--- Extract to read Enclosed Below ---
In his new book, “After America: Get Ready for Armageddon,” conservative provocateur Mark Steyn takes direct aim at the dogma of “American exceptionalism,” an ideological framework that now plays a role in American conservatism roughly equivalent to that which Marxism-Leninism played in the Soviet Union (everything that happens supports it, and nothing that happens can disprove it). Refreshingly, Steyn evidences little patience for the idea that America is unique in some fundamental and eternal sense. As he writes in the introduction:

“The United States joined the rest of the cosseted Western world in voting itself a lifestyle it was not willing to pay for … the ‘bubble’ is not the property market or cheap credit. The bubble is twenty-first century America itself, from the financial sector to a wretched education system culminating in languorous, undemanding ‘college’ courses whose absurd soaraway prices were affected not a jot by the economic downturn.”

Indeed, if Steyn’s book has a unifying theme amid its many digressions and tangents, it’s that America, due to pervasive mismanagement and fecklessness, is headed for a major decline in power and influence. Compared to some of the magical thinking about America’s role in the world that characterizes today’s intellectual right — Charles Krauthammer, for example, once gave a speech whose thesis was that “decline is a choice” — Steyn’s is admirably realistic about America’s declining influence, and some of his predictions (he’ll surely be appalled to learn) actually mimic those of many leading progressives.

But the larger picture that Steyn paints is confused and internally inconsistent to such an extreme extent that it’s not clear he actually means any of “After America” to be taken seriously. Steyn, a prolific and witty writer, is a prime example of the extent to which contemporary conservative commentary generates negative value added.
--- End of Enclosed Extract to read ---
▶ _Exercise requirements_:
A – In the review, what was the thesis of the speech Charles Krauthammer once gave?
B – From the review, please return everything from "Indeed, if Steyn’s" down to "many leading progressives.".
C – Condense the review's paragraph beginning "Indeed, if Steyn's book has a unifying theme" into a shorter version that keeps its main facts.
The material that comes after this review has no connection to it.
--- Information provided Enclosed Below ---
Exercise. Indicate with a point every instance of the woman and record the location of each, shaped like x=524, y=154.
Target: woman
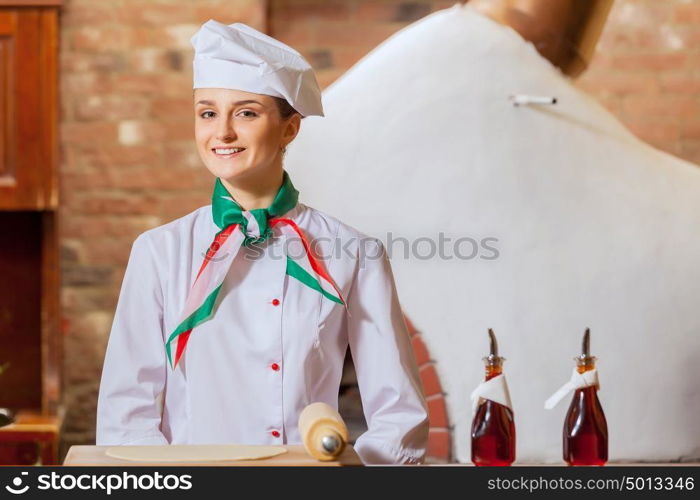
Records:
x=236, y=316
--- End of Enclosed Information provided ---
▶ _Task results_:
A – That "decline is a choice."

B –
Indeed, if Steyn’s book has a unifying theme amid its many digressions and tangents, it’s that America, due to pervasive mismanagement and fecklessness, is headed for a major decline in power and influence. Compared to some of the magical thinking about America’s role in the world that characterizes today’s intellectual right — Charles Krauthammer, for example, once gave a speech whose thesis was that “decline is a choice” — Steyn’s is admirably realistic about America’s declining influence, and some of his predictions (he’ll surely be appalled to learn) actually mimic those of many leading progressives.

C – Amid its many digressions, Steyn's book mainly argues that pervasive mismanagement and fecklessness are leading America toward a major decline in power and influence. Unlike the magical thinking of today's intellectual right, such as Charles Krauthammer's speech claiming that "decline is a choice," Steyn is admirably realistic about that decline. Some of his predictions even mimic those of many leading progressives.